- Pointing rows -
------------------------------------------------------------------------
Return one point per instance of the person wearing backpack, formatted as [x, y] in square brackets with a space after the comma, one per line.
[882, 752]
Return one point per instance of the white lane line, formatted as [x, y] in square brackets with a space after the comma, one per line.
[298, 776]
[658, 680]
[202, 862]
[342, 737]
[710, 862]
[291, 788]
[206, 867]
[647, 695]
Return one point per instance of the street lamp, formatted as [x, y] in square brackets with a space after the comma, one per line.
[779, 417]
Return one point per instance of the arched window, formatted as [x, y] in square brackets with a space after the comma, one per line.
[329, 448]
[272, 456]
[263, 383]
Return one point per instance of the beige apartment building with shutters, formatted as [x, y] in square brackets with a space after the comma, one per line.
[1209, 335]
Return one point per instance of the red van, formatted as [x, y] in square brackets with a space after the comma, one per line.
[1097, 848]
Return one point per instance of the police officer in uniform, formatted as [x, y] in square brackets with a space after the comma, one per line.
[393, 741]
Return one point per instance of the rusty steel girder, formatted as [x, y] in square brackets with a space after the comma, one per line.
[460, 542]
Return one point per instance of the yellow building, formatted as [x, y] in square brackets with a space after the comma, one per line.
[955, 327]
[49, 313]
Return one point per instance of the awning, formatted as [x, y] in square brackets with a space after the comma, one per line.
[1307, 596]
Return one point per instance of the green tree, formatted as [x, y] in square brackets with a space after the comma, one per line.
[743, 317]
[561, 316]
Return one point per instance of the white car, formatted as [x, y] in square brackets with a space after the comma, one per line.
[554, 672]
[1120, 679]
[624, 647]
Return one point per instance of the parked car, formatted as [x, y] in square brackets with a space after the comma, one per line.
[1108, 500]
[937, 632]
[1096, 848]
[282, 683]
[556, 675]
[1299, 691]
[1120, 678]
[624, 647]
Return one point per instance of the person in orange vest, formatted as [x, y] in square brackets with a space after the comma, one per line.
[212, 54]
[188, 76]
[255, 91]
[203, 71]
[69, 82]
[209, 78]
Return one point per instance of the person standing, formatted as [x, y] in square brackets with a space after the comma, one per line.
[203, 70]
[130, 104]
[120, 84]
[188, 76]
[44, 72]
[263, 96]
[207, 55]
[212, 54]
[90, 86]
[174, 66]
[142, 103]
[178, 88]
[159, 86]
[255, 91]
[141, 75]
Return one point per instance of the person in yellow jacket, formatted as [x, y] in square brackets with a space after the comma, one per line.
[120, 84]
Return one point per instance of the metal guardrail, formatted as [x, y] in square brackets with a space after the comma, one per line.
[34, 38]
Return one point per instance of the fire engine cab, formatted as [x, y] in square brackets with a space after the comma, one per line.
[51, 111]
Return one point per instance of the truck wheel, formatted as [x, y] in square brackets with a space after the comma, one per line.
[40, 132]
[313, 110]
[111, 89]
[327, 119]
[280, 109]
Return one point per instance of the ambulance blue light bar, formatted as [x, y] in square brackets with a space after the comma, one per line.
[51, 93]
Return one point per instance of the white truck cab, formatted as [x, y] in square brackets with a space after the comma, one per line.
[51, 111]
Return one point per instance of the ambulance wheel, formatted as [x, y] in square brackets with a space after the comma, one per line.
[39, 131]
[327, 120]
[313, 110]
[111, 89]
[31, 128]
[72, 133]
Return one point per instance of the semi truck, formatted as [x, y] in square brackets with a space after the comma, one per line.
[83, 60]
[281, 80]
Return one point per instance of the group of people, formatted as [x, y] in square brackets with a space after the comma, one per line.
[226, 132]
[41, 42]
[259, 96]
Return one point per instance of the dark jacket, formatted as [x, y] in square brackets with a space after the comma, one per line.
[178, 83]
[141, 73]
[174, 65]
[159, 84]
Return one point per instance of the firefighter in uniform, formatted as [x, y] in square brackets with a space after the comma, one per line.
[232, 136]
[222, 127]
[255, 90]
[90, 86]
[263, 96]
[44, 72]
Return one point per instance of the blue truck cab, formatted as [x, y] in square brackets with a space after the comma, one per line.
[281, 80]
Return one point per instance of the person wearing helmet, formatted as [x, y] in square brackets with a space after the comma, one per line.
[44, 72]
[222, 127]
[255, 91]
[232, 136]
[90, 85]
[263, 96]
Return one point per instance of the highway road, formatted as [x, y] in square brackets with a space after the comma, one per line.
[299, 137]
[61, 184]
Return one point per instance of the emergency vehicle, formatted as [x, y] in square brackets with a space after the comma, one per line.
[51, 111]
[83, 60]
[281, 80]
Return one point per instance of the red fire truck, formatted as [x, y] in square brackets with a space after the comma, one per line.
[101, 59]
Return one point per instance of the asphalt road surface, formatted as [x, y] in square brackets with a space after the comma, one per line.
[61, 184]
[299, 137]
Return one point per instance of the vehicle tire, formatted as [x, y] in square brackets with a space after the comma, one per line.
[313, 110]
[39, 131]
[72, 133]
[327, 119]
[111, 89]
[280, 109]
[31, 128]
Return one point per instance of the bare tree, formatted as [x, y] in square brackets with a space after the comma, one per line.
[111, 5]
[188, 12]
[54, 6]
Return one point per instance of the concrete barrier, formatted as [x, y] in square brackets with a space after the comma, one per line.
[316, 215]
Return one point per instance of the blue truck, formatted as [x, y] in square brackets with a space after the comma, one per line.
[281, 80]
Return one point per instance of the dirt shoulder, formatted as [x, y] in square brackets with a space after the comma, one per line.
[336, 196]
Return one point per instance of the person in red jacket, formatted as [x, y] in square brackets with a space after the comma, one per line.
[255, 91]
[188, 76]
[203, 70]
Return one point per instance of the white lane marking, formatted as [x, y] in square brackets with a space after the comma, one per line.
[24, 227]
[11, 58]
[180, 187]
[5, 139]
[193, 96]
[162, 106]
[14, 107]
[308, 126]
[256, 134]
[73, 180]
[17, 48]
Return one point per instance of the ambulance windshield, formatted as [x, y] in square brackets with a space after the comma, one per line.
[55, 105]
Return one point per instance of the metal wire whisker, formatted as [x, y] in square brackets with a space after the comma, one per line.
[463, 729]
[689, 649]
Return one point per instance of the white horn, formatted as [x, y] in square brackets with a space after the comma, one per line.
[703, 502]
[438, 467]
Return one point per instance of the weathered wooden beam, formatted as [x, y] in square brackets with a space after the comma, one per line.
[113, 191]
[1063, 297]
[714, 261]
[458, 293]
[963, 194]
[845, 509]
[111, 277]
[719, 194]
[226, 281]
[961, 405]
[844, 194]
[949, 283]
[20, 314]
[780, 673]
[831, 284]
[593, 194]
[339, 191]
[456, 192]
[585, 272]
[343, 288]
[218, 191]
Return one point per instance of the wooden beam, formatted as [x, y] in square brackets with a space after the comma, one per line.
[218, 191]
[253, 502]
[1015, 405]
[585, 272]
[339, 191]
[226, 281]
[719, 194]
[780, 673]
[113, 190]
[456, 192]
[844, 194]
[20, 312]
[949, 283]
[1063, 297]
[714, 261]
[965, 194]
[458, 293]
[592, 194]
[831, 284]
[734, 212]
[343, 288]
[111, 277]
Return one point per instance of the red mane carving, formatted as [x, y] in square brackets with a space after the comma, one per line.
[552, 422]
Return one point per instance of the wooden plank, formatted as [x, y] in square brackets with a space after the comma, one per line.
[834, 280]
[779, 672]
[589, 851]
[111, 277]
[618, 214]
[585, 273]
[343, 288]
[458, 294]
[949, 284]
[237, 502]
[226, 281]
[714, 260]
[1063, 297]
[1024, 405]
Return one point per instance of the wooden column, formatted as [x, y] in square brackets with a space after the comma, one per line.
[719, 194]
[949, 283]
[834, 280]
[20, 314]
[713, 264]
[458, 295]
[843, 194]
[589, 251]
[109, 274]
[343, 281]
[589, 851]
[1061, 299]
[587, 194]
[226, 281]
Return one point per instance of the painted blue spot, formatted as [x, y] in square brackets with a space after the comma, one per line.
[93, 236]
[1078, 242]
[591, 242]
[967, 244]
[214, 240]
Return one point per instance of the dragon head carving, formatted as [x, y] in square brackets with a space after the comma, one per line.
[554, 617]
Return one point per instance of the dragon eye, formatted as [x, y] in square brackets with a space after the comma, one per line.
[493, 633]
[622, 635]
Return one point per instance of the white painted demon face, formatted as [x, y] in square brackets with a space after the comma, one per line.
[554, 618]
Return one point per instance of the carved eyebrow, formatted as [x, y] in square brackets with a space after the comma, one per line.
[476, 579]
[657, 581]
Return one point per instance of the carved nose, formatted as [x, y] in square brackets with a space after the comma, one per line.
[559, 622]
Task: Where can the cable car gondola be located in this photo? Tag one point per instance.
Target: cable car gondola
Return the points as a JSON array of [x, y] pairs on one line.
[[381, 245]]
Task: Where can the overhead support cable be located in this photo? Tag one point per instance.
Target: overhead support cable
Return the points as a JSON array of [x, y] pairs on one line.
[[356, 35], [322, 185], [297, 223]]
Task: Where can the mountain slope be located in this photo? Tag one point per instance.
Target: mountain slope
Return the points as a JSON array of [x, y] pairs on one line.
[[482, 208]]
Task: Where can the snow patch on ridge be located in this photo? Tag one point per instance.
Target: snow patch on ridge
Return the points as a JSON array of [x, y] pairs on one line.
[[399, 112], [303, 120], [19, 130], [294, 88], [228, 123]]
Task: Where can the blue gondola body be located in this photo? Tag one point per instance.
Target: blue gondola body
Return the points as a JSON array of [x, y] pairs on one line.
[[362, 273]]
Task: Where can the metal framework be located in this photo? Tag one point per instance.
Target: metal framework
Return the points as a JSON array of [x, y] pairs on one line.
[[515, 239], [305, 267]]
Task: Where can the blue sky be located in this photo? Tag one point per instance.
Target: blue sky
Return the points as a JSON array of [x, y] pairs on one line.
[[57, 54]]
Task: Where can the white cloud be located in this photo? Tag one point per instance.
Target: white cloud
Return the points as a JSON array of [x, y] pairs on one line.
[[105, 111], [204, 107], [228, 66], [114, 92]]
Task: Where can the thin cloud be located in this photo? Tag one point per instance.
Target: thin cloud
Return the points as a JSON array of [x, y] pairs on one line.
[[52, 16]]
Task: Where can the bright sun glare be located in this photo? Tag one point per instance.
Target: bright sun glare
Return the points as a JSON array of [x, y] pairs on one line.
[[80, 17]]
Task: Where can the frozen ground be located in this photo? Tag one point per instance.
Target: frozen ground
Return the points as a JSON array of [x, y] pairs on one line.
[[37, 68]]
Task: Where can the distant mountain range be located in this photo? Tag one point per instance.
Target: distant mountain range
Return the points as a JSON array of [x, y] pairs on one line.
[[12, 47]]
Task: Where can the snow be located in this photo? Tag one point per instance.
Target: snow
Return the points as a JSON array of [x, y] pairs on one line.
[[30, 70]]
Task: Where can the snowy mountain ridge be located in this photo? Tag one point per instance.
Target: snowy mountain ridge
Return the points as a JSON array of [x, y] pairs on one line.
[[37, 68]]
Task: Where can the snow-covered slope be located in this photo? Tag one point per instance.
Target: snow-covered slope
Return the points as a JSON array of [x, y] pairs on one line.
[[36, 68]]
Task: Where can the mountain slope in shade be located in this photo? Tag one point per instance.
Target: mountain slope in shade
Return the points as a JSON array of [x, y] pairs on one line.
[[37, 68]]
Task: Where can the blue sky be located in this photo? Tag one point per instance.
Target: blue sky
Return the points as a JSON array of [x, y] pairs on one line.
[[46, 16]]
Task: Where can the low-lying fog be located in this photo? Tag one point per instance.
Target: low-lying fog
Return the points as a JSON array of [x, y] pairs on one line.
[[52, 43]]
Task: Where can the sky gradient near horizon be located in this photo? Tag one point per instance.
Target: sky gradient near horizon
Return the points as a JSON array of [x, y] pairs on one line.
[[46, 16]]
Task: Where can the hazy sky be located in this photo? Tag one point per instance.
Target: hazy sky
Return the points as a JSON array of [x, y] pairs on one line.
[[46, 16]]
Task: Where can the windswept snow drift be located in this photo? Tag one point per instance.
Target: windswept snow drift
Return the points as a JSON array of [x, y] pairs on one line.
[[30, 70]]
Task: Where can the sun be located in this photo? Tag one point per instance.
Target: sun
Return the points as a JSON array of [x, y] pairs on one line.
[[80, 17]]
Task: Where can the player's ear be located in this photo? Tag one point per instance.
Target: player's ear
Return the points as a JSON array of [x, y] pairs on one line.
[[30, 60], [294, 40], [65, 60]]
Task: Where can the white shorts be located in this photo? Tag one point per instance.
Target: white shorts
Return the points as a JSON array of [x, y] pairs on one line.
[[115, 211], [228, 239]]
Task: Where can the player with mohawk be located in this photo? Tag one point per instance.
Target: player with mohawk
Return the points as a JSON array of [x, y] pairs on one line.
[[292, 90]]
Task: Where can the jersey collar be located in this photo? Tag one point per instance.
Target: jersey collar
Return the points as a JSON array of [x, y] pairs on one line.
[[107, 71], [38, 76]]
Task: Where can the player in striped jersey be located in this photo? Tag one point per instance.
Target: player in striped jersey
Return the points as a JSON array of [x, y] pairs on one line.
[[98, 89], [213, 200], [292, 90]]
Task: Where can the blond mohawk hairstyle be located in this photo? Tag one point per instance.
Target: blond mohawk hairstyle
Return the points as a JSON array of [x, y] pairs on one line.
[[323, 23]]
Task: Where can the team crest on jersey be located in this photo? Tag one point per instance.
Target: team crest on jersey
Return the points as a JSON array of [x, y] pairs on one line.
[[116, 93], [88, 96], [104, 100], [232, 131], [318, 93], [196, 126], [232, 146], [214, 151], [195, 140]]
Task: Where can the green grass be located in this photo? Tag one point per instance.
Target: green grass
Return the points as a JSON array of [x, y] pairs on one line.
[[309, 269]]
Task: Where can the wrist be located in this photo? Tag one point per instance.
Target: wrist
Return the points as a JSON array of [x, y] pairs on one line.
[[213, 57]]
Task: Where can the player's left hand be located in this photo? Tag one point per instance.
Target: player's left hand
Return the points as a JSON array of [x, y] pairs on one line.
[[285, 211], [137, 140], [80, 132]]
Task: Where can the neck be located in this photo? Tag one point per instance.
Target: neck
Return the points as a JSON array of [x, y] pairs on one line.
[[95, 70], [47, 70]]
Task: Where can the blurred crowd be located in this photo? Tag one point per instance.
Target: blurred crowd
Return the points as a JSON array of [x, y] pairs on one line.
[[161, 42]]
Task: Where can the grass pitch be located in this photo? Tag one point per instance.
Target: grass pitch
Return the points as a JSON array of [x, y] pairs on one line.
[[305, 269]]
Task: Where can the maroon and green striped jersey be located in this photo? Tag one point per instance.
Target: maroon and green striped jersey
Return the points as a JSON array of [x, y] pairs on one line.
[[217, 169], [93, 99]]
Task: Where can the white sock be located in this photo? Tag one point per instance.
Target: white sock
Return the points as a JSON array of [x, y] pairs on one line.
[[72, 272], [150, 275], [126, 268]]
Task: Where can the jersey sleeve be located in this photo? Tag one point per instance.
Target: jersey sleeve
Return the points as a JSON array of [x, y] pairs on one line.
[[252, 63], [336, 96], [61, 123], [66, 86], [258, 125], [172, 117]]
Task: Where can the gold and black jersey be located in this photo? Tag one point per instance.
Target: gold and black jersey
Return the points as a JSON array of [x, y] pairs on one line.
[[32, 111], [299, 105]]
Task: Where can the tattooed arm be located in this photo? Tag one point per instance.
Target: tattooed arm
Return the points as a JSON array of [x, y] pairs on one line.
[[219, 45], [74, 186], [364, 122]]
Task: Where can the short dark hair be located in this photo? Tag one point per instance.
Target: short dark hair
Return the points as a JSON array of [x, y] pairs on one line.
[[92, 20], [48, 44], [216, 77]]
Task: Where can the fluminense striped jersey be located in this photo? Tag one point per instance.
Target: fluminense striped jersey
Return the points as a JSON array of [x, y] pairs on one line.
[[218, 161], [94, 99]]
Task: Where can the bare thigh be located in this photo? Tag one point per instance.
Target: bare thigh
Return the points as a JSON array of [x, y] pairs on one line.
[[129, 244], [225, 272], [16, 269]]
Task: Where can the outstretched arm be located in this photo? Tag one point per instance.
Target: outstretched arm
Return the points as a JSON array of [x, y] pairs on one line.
------------------------------------------------------------------------
- DO THIS -
Arrange the stretch of rows above from the line containing "Return one point per instance of the painted" through the line containing "[[381, 245]]" as a numbered list, omitting any blank lines.

- SOLUTION TO THIS EXERCISE -
1. Return one point per instance of the painted blue spot, formatted as [x, y] in square brackets with a space after the comma, one per line.
2. [93, 236]
3. [1078, 242]
4. [591, 242]
5. [967, 244]
6. [214, 240]
7. Return one point per instance of the dragon head carving, formatted as [x, y] in square brackets with a space after the comma, one per line.
8. [554, 617]
9. Return one point per instance of the dragon eye, formatted as [x, y] in square brackets with a space after the comma, one per line.
10. [493, 633]
11. [622, 635]
12. Return one point per instance of the white painted demon face, formatted as [x, y] in square brackets with a space after the comma, one per line.
13. [554, 618]
14. Return one point per instance of the carved eyebrow, formatted as [x, y] in square brackets with a space after the comma, one per line.
15. [476, 579]
16. [657, 581]
17. Return one point per instance of the carved nose, formatted as [x, y] in square brackets with a space after the comma, one per line.
18. [559, 622]
19. Task: Where can the cable car gondola be located in this photo? Tag one point per instance.
20. Target: cable car gondola
21. Return the points as a JSON array of [x, y] pairs on one line.
22. [[381, 245]]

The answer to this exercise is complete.